- PROMPT: Within the records below, filter for lines carrying the word "bark" and copy them.

MATERIAL PROVIDED: Begin

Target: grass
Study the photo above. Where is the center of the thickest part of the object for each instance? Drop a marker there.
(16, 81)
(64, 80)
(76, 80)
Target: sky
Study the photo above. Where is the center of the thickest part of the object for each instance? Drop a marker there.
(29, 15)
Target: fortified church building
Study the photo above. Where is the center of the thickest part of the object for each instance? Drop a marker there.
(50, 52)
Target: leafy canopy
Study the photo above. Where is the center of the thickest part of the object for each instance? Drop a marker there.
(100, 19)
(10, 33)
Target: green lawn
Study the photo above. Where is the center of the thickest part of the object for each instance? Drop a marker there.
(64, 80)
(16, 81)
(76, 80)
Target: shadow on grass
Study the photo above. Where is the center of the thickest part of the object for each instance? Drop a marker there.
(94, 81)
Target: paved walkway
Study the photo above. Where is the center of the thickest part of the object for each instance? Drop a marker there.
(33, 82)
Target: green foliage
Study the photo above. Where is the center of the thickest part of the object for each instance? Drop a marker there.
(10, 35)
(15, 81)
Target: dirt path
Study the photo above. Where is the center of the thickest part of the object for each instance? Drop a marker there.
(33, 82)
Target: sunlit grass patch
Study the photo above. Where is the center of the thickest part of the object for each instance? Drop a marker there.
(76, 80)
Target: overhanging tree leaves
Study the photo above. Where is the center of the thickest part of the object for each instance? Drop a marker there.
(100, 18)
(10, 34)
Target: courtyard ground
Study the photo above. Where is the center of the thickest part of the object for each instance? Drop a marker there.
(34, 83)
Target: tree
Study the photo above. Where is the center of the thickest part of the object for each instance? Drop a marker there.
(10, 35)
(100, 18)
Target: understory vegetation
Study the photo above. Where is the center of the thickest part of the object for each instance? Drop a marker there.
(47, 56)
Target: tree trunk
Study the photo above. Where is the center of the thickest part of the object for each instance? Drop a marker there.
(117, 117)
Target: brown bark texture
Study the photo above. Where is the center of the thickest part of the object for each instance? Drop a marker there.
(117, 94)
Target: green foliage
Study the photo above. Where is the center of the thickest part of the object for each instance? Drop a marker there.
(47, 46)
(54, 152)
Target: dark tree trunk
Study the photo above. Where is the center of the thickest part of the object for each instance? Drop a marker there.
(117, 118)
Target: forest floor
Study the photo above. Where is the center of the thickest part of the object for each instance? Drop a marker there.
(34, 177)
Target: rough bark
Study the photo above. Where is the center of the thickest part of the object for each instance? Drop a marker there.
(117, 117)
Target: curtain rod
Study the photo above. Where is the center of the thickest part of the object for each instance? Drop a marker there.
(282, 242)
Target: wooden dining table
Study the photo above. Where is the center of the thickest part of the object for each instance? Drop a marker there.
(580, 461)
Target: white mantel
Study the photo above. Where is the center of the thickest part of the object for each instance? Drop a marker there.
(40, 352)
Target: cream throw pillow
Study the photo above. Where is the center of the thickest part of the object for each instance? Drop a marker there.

MATERIAL PROVIDED: End

- ANSWER BOX:
Target: brown bark texture
Target: rough bark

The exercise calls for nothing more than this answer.